Эта воображаемая речь Нерона вполне соответствует по духу тем действительным речам, которые, в начале своего принципата, молодой государь, по словам Тацита, часто произносил пред сенатом, «обязывая себя к милосердию». Речи эти, как говорено уже, тоже сочинялись Сенекой, который «публиковал их устами государя», то есть превращал в манифесты, «чтобы засвидетельствовать, какие хорошие правила он преподает Нерону или, – добавляет скептический историк, – из желания похвастать своим талантом». Вернее: чтобы выдать, так сказать, государственный вексель, – закрепить надежду политического идеала гласным обещанием главы правительства.

Итак, пред нами, если не прямые цитаты из манифестов, то компактное отражение последних. Как откликались они в государстве? Сенека говорит о громадной популярности, которой встречено правление Нерона, за его безупречность (Innocentia).

– Никогда человек человеку не был дорог в той мере, как ты римскому народу! Но народная любовь обязывает. Заметь, что в народе уже не вспоминают ни об Августе, ни о первых днях Тиберия. Для тебя не ищут примеров к подражанию – ты сам стал примером! Единственная мечта у всех, чтобы весь принципат твой был таков же, как его первый год.

Эти комплименты опять-таки точнейшим образом сходятся с показанием Тацита о больших похвалах, которые сенат усердно расточал Нерону за его конституционное поведение, – «чтобы дух юноши, привыкнув блистать славой даже за маловажные дела, укреплялся к дерзанию на большие».
:::
Задания к упражнению:
1/ Ответьте по тексту о Нероне и Сенеке:
(а) Кто сочинял речи, которые Нерон произносил перед сенатом?
(б) За что, по словам Сенеки, правление Нерона встретило громадную популярность?
(в) Зачем, по показанию Тацита, сенат расточал Нерону большие похвалы?
2/ Продолжите текст о Нероне и Сенеке после его последнего предложения.
Записи никак не связаны с текстом.
:::
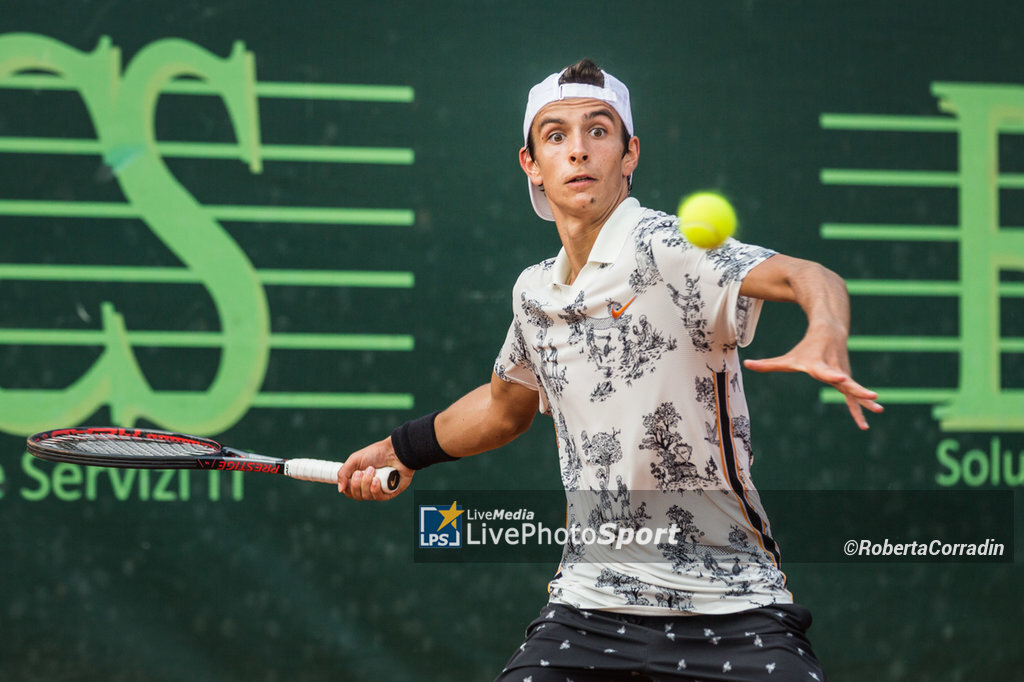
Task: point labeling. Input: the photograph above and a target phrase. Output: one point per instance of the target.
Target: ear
(529, 167)
(632, 157)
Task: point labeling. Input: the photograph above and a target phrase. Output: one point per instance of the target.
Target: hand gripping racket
(142, 449)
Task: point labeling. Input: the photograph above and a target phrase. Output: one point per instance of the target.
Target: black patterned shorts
(567, 644)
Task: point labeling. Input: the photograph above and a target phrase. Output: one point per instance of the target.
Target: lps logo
(440, 527)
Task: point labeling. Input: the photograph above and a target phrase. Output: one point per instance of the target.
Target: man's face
(578, 157)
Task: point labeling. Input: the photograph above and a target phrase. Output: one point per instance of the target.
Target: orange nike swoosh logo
(615, 313)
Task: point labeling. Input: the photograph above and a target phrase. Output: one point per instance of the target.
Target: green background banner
(294, 225)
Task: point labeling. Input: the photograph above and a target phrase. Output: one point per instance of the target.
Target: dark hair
(584, 71)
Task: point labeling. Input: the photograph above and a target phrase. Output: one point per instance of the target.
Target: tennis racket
(143, 449)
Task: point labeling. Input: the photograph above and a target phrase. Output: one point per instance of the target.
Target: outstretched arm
(822, 352)
(484, 419)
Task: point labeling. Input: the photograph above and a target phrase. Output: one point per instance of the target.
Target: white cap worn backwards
(614, 92)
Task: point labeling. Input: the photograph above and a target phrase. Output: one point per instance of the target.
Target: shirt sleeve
(728, 265)
(515, 364)
(705, 286)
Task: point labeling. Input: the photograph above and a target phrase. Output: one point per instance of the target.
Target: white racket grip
(323, 471)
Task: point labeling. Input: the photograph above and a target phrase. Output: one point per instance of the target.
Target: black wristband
(415, 443)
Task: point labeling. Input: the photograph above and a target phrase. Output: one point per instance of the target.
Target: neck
(578, 233)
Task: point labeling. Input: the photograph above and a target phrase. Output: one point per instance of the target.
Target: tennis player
(628, 340)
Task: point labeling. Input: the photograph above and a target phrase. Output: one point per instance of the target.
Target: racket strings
(99, 443)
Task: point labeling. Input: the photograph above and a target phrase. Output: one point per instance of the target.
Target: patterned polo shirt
(636, 363)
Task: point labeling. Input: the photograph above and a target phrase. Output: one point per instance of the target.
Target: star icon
(450, 515)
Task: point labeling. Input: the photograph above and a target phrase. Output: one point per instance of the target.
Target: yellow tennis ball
(707, 219)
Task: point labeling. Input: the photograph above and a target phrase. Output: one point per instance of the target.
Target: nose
(579, 154)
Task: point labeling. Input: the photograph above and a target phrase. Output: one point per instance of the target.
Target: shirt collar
(608, 243)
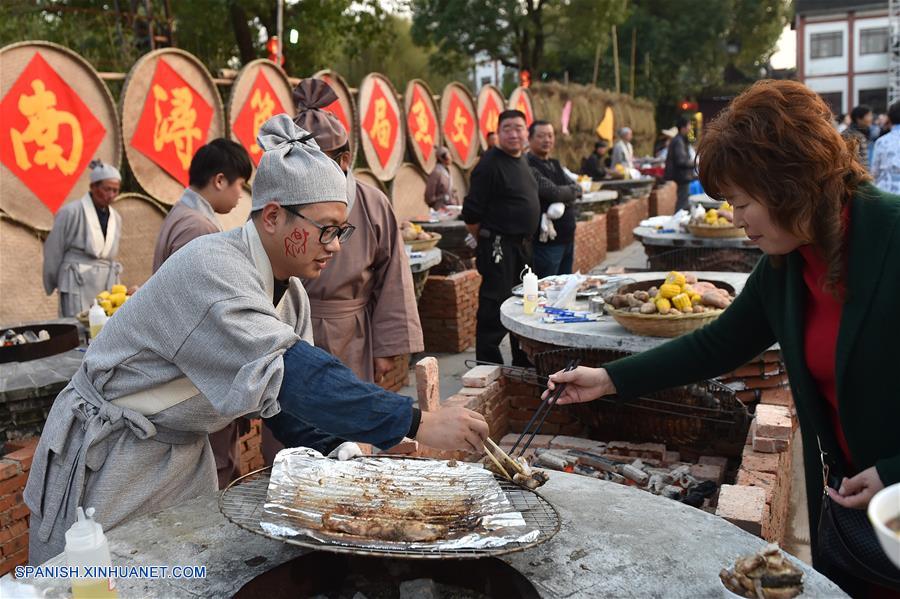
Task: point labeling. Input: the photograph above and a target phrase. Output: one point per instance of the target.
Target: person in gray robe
(80, 252)
(206, 340)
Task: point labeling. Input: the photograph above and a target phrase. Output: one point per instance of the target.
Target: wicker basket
(421, 245)
(717, 232)
(659, 325)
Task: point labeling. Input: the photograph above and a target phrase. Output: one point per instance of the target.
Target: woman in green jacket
(827, 290)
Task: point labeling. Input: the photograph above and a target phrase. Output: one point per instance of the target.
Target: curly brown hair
(776, 141)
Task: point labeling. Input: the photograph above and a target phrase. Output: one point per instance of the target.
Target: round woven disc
(24, 299)
(260, 91)
(347, 107)
(156, 180)
(520, 99)
(408, 193)
(141, 220)
(382, 128)
(78, 91)
(490, 105)
(422, 127)
(459, 124)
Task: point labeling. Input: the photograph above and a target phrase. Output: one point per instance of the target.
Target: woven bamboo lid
(382, 128)
(367, 176)
(260, 91)
(459, 124)
(422, 127)
(520, 100)
(159, 150)
(39, 175)
(24, 299)
(142, 218)
(344, 109)
(408, 193)
(490, 105)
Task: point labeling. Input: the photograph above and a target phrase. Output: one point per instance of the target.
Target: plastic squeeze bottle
(529, 291)
(86, 546)
(96, 319)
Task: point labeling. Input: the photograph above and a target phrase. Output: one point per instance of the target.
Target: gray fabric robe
(78, 259)
(207, 315)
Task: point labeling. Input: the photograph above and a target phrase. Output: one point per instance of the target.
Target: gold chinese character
(459, 124)
(381, 127)
(421, 115)
(44, 123)
(177, 127)
(263, 106)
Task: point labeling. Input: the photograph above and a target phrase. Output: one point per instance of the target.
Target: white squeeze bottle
(96, 319)
(529, 291)
(86, 546)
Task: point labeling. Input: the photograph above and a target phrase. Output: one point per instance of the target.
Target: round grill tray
(242, 504)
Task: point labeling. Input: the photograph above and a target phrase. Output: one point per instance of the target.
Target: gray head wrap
(293, 170)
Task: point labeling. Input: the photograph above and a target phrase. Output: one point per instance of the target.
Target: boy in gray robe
(204, 341)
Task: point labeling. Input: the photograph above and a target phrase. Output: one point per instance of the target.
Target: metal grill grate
(242, 504)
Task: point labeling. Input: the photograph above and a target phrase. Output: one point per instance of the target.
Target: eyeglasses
(327, 233)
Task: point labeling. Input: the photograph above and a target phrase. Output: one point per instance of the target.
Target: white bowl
(884, 506)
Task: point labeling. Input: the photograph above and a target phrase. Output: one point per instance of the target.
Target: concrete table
(614, 541)
(684, 251)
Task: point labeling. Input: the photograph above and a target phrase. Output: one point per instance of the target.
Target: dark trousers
(497, 280)
(684, 191)
(553, 258)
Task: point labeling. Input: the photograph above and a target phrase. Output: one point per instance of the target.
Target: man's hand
(382, 367)
(856, 492)
(453, 428)
(582, 384)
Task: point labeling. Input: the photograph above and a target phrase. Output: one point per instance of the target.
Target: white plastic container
(529, 291)
(86, 546)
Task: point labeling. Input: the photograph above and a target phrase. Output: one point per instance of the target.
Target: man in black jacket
(502, 212)
(680, 164)
(554, 242)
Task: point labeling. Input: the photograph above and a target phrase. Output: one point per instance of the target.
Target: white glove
(345, 451)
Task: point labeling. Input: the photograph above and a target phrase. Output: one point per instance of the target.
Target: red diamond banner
(174, 123)
(48, 135)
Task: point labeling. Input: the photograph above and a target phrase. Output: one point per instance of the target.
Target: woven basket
(421, 245)
(711, 231)
(659, 325)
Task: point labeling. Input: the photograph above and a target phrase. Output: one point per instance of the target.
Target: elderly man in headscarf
(80, 252)
(439, 191)
(221, 330)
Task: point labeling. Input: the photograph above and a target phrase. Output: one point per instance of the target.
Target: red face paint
(295, 243)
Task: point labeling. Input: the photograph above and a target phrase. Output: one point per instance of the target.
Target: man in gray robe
(80, 252)
(208, 339)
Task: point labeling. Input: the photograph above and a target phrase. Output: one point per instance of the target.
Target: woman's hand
(582, 384)
(856, 492)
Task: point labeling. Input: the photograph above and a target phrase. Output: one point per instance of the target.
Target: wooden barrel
(490, 105)
(408, 193)
(260, 91)
(141, 220)
(520, 100)
(21, 279)
(367, 176)
(170, 107)
(382, 131)
(459, 124)
(344, 109)
(423, 132)
(40, 170)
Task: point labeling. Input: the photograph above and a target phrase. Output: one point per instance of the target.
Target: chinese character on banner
(261, 104)
(381, 124)
(174, 123)
(422, 123)
(459, 126)
(48, 135)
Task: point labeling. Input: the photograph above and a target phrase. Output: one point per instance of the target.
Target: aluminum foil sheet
(455, 505)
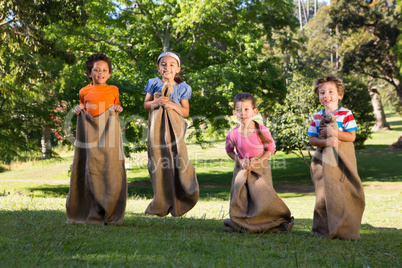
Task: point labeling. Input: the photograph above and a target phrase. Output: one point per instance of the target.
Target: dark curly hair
(329, 78)
(89, 64)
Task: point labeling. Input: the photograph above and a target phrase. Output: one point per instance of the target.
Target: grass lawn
(33, 230)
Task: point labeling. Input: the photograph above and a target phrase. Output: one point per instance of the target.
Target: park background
(272, 49)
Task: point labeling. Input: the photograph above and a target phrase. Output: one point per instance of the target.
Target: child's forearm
(317, 142)
(233, 155)
(347, 136)
(266, 155)
(183, 111)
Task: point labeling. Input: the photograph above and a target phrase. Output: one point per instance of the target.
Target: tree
(289, 123)
(24, 49)
(373, 30)
(220, 40)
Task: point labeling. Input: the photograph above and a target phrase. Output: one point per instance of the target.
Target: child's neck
(170, 81)
(331, 110)
(246, 130)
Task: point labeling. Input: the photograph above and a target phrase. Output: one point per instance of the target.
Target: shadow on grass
(146, 191)
(375, 163)
(396, 125)
(152, 241)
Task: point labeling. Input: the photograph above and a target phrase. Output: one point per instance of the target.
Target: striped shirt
(344, 119)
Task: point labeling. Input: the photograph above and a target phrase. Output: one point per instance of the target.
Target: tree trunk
(380, 120)
(166, 39)
(396, 145)
(398, 88)
(264, 116)
(300, 16)
(315, 7)
(46, 143)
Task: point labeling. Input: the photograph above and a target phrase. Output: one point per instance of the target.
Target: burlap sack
(173, 177)
(339, 192)
(254, 204)
(98, 186)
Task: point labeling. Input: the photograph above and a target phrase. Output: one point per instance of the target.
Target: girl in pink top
(255, 207)
(249, 138)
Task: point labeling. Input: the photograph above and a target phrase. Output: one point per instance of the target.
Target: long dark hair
(178, 78)
(248, 97)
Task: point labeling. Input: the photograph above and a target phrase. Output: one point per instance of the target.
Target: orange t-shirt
(97, 99)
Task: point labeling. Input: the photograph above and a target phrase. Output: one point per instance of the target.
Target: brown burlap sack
(98, 186)
(255, 207)
(173, 177)
(339, 193)
(331, 121)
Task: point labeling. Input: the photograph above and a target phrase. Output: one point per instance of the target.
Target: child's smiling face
(329, 96)
(100, 73)
(244, 112)
(168, 67)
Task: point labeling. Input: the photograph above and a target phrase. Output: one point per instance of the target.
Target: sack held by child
(255, 207)
(98, 186)
(339, 192)
(173, 177)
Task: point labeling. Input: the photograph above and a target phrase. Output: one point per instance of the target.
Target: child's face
(168, 67)
(244, 112)
(329, 96)
(100, 73)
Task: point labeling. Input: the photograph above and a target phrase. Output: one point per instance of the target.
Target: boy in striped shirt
(330, 90)
(339, 192)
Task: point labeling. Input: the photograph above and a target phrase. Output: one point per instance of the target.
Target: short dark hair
(243, 97)
(89, 64)
(248, 97)
(340, 86)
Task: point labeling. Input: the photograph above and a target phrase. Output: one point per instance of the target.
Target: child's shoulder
(343, 111)
(91, 86)
(233, 130)
(155, 81)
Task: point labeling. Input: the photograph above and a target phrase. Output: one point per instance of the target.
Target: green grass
(33, 230)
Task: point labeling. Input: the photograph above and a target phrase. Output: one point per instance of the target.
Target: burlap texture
(339, 193)
(98, 185)
(254, 204)
(173, 177)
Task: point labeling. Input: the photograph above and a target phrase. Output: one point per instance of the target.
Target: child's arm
(243, 162)
(118, 108)
(257, 161)
(183, 110)
(330, 142)
(150, 102)
(342, 135)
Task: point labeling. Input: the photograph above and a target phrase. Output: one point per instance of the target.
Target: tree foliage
(29, 60)
(290, 121)
(372, 27)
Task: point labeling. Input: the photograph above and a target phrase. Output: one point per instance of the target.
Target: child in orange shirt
(98, 184)
(97, 97)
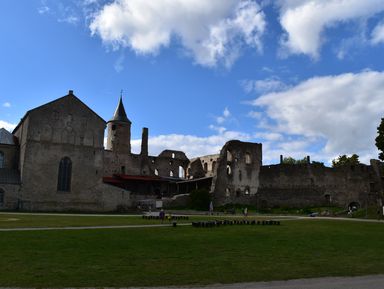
:::
Решённые задания:
1/
(а) Сенека.
(б) За безупречность (Innocentia).
(в) Чтобы дух юноши, привыкнув блистать славой даже за маловажные дела, укреплялся к дерзанию на большие.

2/
– Это (выдержать в течение всего принципата начала первого года) была бы не легкая задача, – продолжает министр, косвенно отвечая на слухи и сплетни, неблагоприятные для юного государя, распространяемые клавдианцами и сторонниками других претендентов, – если бы благость твоя не лежала в самой природе твоей, если бы ты вооружился ею лишь на время. Никто не в состоянии долго носить маску. Природа возьмет верх над притворством, и характер возвратится к своим истинным началам. Для народа римского была не шуточной лотереей будущность под твоей властью (magnam agebat aleam populus romanus), покуда твое направление не выяснилось. Теперь же никто не боится за будущее, настолько все уверены в том, что ты не в состоянии внезапно забыться до измены себе самому (ne te subita tui capiet oblivio). Все с восторгом видят воочию осуществление истинной республики: государства, которое допускает в себе решительно все проявления совершенной свободы, до тех пределов, за которыми уже разрушилось бы и самое государство (forma reipublicae, cui ad summam libertatem nihil deest, nisi pereundi li centia).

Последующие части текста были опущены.